DO ZROBIENIA
1 – Wymień wszystkie osoby, które tekst o napięciach geopolitycznych podaje z imienia i nazwiska.
2 – Napisz dalszy ciąg tekstu o napięciach geopolitycznych, zaczynając od miejsca po jego ostatnim zdaniu.

TEKST DO PRZECZYTANIA
Jak podkreśla, nie dopuszcza do głowy scenariusza, w którym rosyjskie czołgi przejeżdżają przez Bug i mkną w stronę Warszawy. Historia dowodzi jednak, że autokratyczni liderzy podejmują czasem decyzje irracjonalne, które kończą się źle dla świata i dla nich samych.

- Bardziej obawiam się sumy napięć geopolitycznych w świecie. Mam świadomość, że mogą być iskrą, która zapali lont - ktoś podejmie nieracjonalną decyzję wywołującą dużo poważniejszy konflikt na szerszą skalę. Obawiam się, że przy kształtowaniu się takiego mocno ekstremistycznego, autorytarnego modelu przywództwa w kilku krajach może pojawić się pomysł działania irracjonalnego i cały świat padnie jego ofiarą. Mam jednak nadzieję, że do tego nie dojdzie – mówi prezes BNP Paribas Banku Polska.

Elżbieta Czetwertyńska, prezeska Citi Handlowego, przestrzega przed uznaniem za normę tego, co nie jest normalne w stosunkach międzynarodowych.

- Wojna w Ukrainie trochę już trwa, jest nowa wojna. Biznes idzie do przodu i staramy się z tym wszystkim zmierzyć, ale sytuacja, w której obecnie jest świat, nie jest normalna. Nasz ekspert od geopolityki mówi, że bardzo ważne będzie to, co wydarzy się w czasie wyborów w Stanach Zjednoczonych. Nikt nie spodziewa się, że Stany Zjednoczone przestaną wspierać NATO, więc możliwości, by Rosja zaatakowała Polskę, nie widzę. Dołączenie do NATO Szwecji i Finlandii jest znaczącym wydarzeniem – mówi Elżbieta Czetwertyńska.

Podobnie jak prezes BNP Paribas zastanawia się, czy kryzys na Bliskim Wschodzie nie stanie się zarzewiem znacznie poważniejszego konfliktu.

- Jest bardzo duże napięcie. Potencjalna zmiana w fotelu prezydenta USA będzie miała wpływ także na tę kwestię. Obserwujemy to z bliska z pewnym niepokojem – mówi prezeska Citi Handlowego.

Obyś żył w ciekawych czasach

- Mamy wielką transformacyjną zmianę technologiczną w najróżniejszych odsłonach, a także kolosalną zmianę demograficzno-społeczno-pojęciową. Te wszystkie elementy się na siebie nakładają i to sprawia, że czasy mamy ciekawe, wręcz fascynujące. To też rodzaj filtracji - nie wszyscy przetrwają, co już widać. Powinniśmy czuć się szczęśliwi, że żyjemy w ciekawych czasach. To przekleństwo tylko według Chińczyków – mówi Brunon Bartkiewicz, prezes ING Banku Śląskiego.

Skoro czasy są ciekawe, to jak planować biznes? Zdaniem Marty Życińskiej, dyrektor generalnej Mastercada na Europę, ciągła zmiana to nowa normalność.

- Ta zmiana nie następuje skokowo. Ona po prostu trwa cały czas. Wyzwania są bardzo różne. To ciągła presja na koszty czy przejście z modeli zdalnych pracy na pracę hybrydową. Nie jest to łatwe, bo wymaga zupełnie innego planowania zasobów, ale też budowania całkiem innych kultur organizacyjnych zupełnie od zera – mówi Marta Życińska.

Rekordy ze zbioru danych
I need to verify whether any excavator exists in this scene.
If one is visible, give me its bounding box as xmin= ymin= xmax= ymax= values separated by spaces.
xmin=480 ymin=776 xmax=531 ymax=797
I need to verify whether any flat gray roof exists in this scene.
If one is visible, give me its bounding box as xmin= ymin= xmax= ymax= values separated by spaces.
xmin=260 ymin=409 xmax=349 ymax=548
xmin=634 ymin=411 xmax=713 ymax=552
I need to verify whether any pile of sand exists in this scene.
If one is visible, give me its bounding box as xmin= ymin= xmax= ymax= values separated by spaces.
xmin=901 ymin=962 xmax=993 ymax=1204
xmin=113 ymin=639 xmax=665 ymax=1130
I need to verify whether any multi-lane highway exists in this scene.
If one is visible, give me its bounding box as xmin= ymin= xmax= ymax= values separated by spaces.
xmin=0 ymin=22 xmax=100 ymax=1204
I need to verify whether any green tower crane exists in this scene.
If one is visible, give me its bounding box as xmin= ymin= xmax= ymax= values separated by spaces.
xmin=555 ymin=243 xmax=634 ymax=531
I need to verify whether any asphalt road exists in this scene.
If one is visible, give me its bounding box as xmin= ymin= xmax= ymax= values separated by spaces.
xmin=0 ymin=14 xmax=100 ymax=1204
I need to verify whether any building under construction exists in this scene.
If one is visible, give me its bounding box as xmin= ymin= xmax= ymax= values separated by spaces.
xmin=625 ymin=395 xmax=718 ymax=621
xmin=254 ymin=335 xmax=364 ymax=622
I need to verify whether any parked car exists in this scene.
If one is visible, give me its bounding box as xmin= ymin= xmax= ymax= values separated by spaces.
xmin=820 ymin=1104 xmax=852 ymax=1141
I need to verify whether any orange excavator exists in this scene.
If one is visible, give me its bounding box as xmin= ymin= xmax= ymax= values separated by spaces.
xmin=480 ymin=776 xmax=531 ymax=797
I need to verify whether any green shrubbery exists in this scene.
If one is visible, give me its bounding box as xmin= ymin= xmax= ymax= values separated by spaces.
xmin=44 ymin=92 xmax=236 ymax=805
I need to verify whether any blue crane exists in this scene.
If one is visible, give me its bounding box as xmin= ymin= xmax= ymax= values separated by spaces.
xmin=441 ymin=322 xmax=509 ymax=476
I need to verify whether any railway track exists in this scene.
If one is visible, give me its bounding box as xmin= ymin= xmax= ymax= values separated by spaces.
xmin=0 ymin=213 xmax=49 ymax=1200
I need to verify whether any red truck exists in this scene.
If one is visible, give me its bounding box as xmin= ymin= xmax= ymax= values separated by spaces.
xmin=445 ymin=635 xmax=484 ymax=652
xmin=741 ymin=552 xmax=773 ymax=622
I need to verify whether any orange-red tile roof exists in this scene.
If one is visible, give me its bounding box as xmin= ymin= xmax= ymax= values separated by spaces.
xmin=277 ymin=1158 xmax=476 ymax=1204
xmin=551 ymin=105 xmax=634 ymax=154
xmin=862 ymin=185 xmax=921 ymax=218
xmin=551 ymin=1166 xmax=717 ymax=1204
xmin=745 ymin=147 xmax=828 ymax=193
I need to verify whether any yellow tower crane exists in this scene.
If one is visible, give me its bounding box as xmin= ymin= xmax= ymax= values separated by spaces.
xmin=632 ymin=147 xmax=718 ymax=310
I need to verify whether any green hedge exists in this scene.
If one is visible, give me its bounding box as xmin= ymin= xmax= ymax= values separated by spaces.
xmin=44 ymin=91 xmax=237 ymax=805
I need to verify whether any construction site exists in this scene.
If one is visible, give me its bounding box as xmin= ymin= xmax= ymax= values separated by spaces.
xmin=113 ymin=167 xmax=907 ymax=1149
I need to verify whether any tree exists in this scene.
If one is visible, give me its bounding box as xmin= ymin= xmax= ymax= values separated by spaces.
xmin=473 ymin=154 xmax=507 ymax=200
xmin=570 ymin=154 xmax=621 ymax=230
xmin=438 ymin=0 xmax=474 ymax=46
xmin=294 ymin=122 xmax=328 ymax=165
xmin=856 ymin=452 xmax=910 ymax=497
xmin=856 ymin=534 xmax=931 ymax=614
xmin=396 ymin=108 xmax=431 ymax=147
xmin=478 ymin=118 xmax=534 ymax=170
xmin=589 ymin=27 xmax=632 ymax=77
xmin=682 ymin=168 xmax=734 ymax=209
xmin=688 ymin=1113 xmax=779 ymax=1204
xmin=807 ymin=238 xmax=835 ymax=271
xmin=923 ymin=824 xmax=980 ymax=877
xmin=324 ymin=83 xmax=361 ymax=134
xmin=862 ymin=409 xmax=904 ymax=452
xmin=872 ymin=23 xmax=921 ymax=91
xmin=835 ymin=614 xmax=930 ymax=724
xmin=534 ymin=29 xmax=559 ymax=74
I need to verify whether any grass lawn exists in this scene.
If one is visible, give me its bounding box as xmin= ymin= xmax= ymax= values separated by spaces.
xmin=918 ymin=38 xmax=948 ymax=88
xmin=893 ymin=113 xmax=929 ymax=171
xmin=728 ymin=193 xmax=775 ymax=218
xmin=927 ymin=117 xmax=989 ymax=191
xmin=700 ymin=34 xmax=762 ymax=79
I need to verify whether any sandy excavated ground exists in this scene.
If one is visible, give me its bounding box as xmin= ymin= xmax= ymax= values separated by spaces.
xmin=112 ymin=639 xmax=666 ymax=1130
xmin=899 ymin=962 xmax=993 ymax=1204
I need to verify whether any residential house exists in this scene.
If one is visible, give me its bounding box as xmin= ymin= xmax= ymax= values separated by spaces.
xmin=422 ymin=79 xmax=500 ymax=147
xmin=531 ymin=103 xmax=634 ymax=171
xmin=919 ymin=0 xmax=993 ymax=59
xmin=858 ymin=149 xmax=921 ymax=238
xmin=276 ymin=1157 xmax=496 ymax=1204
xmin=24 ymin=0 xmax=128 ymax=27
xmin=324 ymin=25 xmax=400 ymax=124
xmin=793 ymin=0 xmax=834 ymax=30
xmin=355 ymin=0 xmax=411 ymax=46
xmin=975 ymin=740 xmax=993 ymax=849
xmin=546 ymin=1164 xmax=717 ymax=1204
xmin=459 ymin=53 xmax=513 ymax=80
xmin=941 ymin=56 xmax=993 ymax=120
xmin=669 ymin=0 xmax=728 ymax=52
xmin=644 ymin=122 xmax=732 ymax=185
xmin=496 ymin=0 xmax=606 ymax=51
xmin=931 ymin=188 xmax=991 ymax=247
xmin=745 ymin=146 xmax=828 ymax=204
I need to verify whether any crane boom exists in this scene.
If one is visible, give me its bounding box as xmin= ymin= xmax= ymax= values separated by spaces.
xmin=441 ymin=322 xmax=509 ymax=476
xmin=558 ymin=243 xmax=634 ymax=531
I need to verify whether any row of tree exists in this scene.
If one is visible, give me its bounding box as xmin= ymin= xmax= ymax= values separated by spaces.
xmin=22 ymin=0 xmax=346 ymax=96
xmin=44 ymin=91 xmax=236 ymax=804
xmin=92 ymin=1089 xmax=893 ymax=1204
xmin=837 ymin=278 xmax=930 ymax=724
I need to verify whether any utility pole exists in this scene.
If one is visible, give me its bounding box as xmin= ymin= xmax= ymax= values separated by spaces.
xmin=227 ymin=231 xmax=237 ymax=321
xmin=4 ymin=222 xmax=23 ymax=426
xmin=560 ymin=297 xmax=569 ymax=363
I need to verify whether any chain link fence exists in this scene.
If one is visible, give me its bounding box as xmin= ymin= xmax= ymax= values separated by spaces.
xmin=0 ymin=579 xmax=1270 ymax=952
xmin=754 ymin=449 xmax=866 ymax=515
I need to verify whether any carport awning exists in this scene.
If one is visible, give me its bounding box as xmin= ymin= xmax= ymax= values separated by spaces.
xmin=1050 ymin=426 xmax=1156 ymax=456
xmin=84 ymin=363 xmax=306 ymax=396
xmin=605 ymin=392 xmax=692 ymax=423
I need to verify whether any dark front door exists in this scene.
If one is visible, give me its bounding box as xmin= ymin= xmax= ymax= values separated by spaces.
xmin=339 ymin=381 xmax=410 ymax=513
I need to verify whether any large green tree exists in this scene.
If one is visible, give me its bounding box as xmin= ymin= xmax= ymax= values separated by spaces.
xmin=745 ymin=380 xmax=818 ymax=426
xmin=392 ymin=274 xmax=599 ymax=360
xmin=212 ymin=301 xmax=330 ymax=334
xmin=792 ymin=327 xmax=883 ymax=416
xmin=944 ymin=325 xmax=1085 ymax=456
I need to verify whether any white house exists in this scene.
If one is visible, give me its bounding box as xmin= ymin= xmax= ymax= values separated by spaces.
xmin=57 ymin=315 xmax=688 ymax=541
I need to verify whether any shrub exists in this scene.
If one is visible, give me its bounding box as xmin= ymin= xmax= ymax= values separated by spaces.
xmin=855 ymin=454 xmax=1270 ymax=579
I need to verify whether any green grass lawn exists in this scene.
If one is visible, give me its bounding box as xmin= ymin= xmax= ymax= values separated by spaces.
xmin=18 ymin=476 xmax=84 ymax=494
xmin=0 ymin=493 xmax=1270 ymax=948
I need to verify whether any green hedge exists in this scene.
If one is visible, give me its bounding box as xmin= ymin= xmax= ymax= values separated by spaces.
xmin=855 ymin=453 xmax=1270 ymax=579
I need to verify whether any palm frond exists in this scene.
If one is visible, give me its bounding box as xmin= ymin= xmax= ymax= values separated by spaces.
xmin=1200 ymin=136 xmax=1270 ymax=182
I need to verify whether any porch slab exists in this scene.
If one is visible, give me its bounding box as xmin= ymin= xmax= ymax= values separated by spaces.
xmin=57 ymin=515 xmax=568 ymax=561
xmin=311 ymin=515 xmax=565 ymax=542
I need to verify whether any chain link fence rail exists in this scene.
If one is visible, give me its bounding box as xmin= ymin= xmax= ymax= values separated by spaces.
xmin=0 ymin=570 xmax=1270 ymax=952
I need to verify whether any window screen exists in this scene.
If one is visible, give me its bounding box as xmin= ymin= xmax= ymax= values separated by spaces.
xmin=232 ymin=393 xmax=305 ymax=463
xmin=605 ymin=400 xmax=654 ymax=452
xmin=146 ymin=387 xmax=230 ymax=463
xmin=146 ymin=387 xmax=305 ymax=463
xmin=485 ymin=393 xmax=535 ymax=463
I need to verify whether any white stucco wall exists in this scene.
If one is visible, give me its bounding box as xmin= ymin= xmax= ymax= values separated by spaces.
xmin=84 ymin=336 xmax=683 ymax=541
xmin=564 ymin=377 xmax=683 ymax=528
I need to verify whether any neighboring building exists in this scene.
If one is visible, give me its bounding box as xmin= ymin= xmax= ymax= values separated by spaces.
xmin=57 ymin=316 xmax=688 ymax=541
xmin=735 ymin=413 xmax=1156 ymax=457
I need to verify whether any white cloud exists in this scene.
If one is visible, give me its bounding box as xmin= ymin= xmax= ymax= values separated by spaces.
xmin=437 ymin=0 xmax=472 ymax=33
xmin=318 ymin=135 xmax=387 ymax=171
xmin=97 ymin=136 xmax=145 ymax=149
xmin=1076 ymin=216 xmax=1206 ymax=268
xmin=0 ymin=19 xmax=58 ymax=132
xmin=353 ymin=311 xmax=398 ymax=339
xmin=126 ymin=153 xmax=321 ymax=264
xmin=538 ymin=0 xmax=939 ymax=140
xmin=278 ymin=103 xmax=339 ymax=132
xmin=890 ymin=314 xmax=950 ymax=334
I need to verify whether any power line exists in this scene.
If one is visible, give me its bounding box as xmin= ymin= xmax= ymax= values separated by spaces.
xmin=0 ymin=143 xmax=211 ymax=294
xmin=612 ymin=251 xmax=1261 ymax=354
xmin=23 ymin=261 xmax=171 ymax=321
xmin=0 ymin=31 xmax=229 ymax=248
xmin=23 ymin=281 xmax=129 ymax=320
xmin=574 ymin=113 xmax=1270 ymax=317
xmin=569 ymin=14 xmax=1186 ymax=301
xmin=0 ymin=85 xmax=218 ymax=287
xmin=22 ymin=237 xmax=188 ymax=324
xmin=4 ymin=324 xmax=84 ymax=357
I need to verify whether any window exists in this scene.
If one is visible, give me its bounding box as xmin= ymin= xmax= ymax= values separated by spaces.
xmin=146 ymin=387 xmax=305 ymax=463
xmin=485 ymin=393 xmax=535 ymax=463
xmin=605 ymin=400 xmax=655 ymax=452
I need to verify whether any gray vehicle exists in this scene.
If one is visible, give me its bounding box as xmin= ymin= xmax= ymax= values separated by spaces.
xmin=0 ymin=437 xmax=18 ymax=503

ODPOWIEDZI
1 – Elżbieta Czetwertyńska, Brunon Bartkiewicz, Marta Życińska

2 –
Szczepionka na lęki

W opinii Szymona Midery, prezesa PKO BP, szczepionką na to, co się dzieje na świecie, jest pozytywne myślenie.

- Mam takie podejście, że nie warto narzekać i zastanawiać się nad tymi wszystkimi problemami. Trzeba patrzeć do przodu, szukać wartości dodanej, pozytywów, starać się robić swoje i budować na tyle atrakcyjne modele biznesowe, żeby móc dalej się rozwijać i pogłębiać relacje z klientami. Biorąc pod uwagę wszystkie plagi egipskie, które nas spotkały, mamy obecnie bardzo dobre warunki, żeby inwestować w silniki wzrostu. Wysokie stopy procentowe amortyzują wstrząsy w sektorze. Uważamy, że jest jeszcze bardzo dużo do zrobienia i możemy pozytywnie zaskakiwać klientów – mówi prezes największego polskiego banku.

Zapewnia, że PKO BP włączy się w głęboką transformację polskiej gospodarki w kontekście potrzeb energetycznych i zbrojeniowych oraz ekspansji polskich firm za granicą.

- Chciałbym, żebyśmy częściej rozmawiali o tym, co dalej, co my od siebie możemy dać, jak wspierać polskich klientów – podkreśla Szymon Midera.

Cezary Stypułkowski, prezes mBanku, zachęca do przyjęcia postawy jest jak jest.

- Patrząc na obecne wydarzenia w dłuższej perspektywie, myślę, że demonizujemy te czarne łabędzie. W historii było bardzo wiele trudnych sytuacji. Wiele rzeczy nas denerwuje na poziomie intelektualnym, warsztatowym, prawnym. Przeżywamy okres zaprzeczenia niektórym paradygmatom, w których byliśmy wychowani albo edukowani. Taka jest natura czasu, trzeba w tym wszystkim odnaleźć swoje miejsce – mówi prezes mBanku.

Przytacza zdanie jednego ze swoich ulubionych niemieckich filozofów - Georga Wilhelma Friedricha Hegla: „Co rzeczywiste, to racjonalne”

- Z tym się trzeba zmierzyć, co nie znaczy, że nie mamy mieć czytelnego poglądu. Ja z wieloma rzeczami się nie zgadzam, ale muszę się z nimi liczyć. Tak widzę rzeczywistość – mówi Cezary Stypułkowski.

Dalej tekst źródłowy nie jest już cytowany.